# Given exercise
Please restate the following records word for word.
-=-=-
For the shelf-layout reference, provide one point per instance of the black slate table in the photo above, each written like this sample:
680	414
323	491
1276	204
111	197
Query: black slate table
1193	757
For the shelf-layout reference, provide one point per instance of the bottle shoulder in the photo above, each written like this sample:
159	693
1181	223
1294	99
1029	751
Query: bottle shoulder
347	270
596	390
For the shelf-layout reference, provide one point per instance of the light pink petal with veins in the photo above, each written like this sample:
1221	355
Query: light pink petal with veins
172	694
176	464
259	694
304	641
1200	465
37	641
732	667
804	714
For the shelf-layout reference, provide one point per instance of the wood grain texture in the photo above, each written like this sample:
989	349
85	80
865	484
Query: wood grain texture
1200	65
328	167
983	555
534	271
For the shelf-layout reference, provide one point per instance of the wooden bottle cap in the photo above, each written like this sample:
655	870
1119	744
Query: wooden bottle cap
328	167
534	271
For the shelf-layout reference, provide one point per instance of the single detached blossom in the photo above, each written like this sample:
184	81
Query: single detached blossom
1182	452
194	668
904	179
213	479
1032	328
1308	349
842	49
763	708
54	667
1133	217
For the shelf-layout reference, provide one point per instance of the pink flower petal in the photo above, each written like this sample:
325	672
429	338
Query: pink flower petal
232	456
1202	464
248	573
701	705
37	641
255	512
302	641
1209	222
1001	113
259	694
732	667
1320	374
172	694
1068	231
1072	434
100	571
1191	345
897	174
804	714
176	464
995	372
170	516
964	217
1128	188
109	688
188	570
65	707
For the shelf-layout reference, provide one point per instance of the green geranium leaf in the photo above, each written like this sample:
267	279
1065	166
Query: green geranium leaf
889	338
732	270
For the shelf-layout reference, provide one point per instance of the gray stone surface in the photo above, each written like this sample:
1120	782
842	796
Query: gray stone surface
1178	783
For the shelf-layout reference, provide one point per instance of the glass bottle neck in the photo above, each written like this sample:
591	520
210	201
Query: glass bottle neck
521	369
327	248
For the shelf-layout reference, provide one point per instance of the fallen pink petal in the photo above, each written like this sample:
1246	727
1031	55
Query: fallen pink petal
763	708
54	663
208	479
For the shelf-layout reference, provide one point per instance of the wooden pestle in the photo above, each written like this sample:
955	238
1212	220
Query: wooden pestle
-=-=-
# Complete response
For the shelf-layout reference, provide one point per instance of the black slate table in the photo above, each written like this sample:
680	414
323	491
1276	204
111	197
Query: black slate table
1193	757
For the shelf-layout reference, provide one point per instance of the bottle shoulder in the photo above, each written like this sample:
159	693
1181	223
1294	99
1029	751
Query: bottle shoulder
347	270
596	390
For the shelf-layout reference, provide one point per instance of the light pink petal with veins in the photo above, each written like this sample:
1221	355
Query: light pink petal with veins
172	694
176	464
259	694
304	641
1200	465
37	641
732	667
804	714
For the shelf-layout reference, provide one point per instance of the wood grain texture in the photo above, each written like this sample:
989	349
85	80
865	484
Query: wood grain texture
1200	65
328	167
983	555
534	271
For the shelf-layout reference, provide one point per instance of the wooden bottle cap in the photo above, each written like this sample:
655	870
1119	744
Query: wooden bottle cap
328	167
534	271
For the shelf-layout reference, provide one point per instance of the single detached blossom in the photo above, each written like this sample:
184	81
Query: single detached blossom
1182	452
194	668
904	179
213	479
1032	328
1308	349
842	49
763	708
54	667
1133	217
For the shelf-layout reference, provide one point per instance of the pink flower petal in the photo above, each written like this sample:
325	672
429	338
Query: pink flower petal
232	456
1202	464
248	573
701	705
37	641
255	512
302	641
1209	222
1001	113
259	694
732	667
1320	374
172	694
1068	231
1072	434
100	571
1191	345
897	174
804	714
176	464
995	372
170	516
964	217
1128	188
109	688
188	570
65	707
For the shelf-layout reference, provide one point per instance of the green geranium leaf in the photo above, each written like this sample:
267	279
1065	166
Query: green geranium leaf
889	338
732	270
For the shelf-layout reference, provide one point per instance of the gray stone surface in the photo above, each written like this sample:
1120	782
842	796
Query: gray stone surface
1178	783
For the shelf-layout reference, provide one point per instance of the glass bottle neck in the photo above, each written like this sample:
591	520
210	201
Query: glass bottle neck
521	369
327	248
For the shelf-layout reference, provide one point per instance of the fallen pink petal in the photo above, each written like this sample:
1246	727
1031	55
Query: fallen pink petal
763	708
54	663
208	479
For the shelf-layout reference, provide one point per instance of the wooden pestle in the photo above, each written like this sample:
955	238
1212	220
Query: wooden pestle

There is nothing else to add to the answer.